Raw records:
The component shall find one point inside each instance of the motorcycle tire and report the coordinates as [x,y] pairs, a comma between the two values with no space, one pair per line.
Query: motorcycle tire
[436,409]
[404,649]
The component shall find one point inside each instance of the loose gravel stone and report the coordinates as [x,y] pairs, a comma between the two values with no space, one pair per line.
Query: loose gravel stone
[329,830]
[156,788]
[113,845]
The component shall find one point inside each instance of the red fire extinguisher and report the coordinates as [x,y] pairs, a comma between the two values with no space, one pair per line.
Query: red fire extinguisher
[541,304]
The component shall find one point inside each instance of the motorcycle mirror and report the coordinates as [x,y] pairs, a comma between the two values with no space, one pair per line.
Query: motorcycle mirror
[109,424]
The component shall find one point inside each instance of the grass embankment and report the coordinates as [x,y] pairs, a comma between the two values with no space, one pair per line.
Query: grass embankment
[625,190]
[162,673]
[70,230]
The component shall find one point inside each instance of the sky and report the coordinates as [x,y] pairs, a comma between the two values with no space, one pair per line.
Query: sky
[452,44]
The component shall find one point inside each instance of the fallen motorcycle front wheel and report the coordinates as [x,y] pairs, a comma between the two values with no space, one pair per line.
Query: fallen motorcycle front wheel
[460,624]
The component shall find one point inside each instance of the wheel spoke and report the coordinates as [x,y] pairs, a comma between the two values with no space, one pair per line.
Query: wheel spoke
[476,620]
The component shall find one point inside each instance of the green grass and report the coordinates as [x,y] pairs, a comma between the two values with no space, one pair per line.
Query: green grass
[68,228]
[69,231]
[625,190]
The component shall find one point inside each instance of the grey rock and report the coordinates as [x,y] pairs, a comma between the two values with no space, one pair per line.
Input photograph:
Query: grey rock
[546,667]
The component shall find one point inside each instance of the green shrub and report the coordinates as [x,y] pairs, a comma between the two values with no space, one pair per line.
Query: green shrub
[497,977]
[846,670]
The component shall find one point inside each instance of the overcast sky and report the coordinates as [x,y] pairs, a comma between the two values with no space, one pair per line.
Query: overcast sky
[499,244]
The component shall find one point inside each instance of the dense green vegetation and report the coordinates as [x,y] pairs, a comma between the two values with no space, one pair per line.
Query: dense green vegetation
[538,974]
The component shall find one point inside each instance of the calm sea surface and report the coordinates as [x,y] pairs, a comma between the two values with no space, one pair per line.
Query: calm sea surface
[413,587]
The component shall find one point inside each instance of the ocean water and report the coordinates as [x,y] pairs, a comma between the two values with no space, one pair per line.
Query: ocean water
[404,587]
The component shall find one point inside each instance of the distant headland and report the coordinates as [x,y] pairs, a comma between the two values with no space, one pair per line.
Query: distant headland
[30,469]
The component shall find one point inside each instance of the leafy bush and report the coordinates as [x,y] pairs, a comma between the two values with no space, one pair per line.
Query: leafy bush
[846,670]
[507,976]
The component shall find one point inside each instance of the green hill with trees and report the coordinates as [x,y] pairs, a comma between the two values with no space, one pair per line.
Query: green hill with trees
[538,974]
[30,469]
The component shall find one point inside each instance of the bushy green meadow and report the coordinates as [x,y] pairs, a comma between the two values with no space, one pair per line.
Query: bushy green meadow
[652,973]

▸ Given problem
Repeat the entries exactly, all of them.

▸ Solution
The component shall find one point inside each instance of the motorcycle tire and report the coordinates as [x,y] pairs, a comma between the two values with no space, one pair per line.
Query: motorcycle tire
[436,409]
[404,649]
The component shall find one point inside each instance of the loose gravel stone and report the coordinates as [x,y] pairs, a comma between the two values with no space, one pair per line.
Query: loose gravel stone
[329,830]
[156,788]
[113,845]
The component shall find one point inside each instance of the red fire extinguisher and report the coordinates as [x,y] pairs, a comma between the two values with no space, one pair per line.
Query: red fire extinguisher
[541,304]
The component shall find one point inside each instance of the motorcycle mirror and report the coordinates as [x,y] pairs, a comma between the two values with no space, one pair per line.
Query: motorcycle mirror
[109,424]
The component shall find one point inside each instance of the grass embankment and report the coordinates as [x,y] pairs, a comma between the two values with no space, one pair per line.
Query: grass embankment
[625,190]
[162,673]
[70,230]
The component shall find one point inside each instance of the sky and report the coordinates as [x,y] pairs, a comma between the two values with no space, one pair per line.
Query: sky
[452,44]
The component shall find one point inside each instance of the fallen motorcycle front wheel and report the coordinates as [x,y] pairs, a comma between the two values with no space, one pair per line.
Query: fallen motorcycle front wheel
[460,624]
The component shall find one point inside each instance of the wheel spoke and report the coordinates as [x,y] pairs, a comma between the two values with no space, one pair per line.
Query: wheel spoke
[476,620]
The component shall find one point inside each instance of the green grass and report the coordinates as [x,y] pairs, a comma between the two values with no space, one pair per line.
Query: green grass
[68,228]
[69,231]
[625,190]
The component shall find one point inside each instance of the grey rock and report the coordinates as [x,y] pairs, a comma between the two values with no space, one pair per line.
Input photograph:
Query: grey rock
[546,667]
The component shall find one point inside each instance of the green shrub and report the coordinates as [x,y] pairs, a comma between the two values with no space, one pair per line.
Query: green shrub
[497,977]
[846,670]
The component shall find one point inside each instance of the overcast sky and report the coordinates as [x,y] pairs, a comma between the two values with no space, one pair per line.
Query: overcast sky
[499,244]
The component shall find one point inside each instance of the dense green vegetation and report the coordinates as [x,y] pairs, a comma between the two values with no space, one pair per line.
Query: dense green vegetation
[538,974]
The component shall find one point inside each instance of the calm sea surface and report the coordinates as [x,y] pairs, a comma between the two values with no space, one pair per line.
Query: calm sea surface
[413,587]
The component shall find one point inside each instance of the ocean water and report the coordinates as [x,y] pairs, a comma between the two values with no space, one pair per line.
Query: ocean water
[404,587]
The component shall find one point inside each instance of the distant headland and report the coordinates as [x,y] pairs, a comma between the two values with no space, one pair per line.
Query: distant headland
[30,469]
The component shall find one point inside each instance of the leafy bush and report the coordinates as [x,y] pairs, a comma between the two values with no space, one pair per line.
Query: leafy bush
[846,670]
[507,976]
The component shall find one point inside each instance of the green hill with trees and report the coordinates as [x,y] pairs, a comma between the two values with no space, one pair per line.
Query: green hill with trees
[538,974]
[30,469]
The component shall find one point inside each instance of the bushy green meadow and report the coordinates as [x,y] pairs, a comma between the two values with no space, one pair per line.
Query: bushy green meadow
[652,973]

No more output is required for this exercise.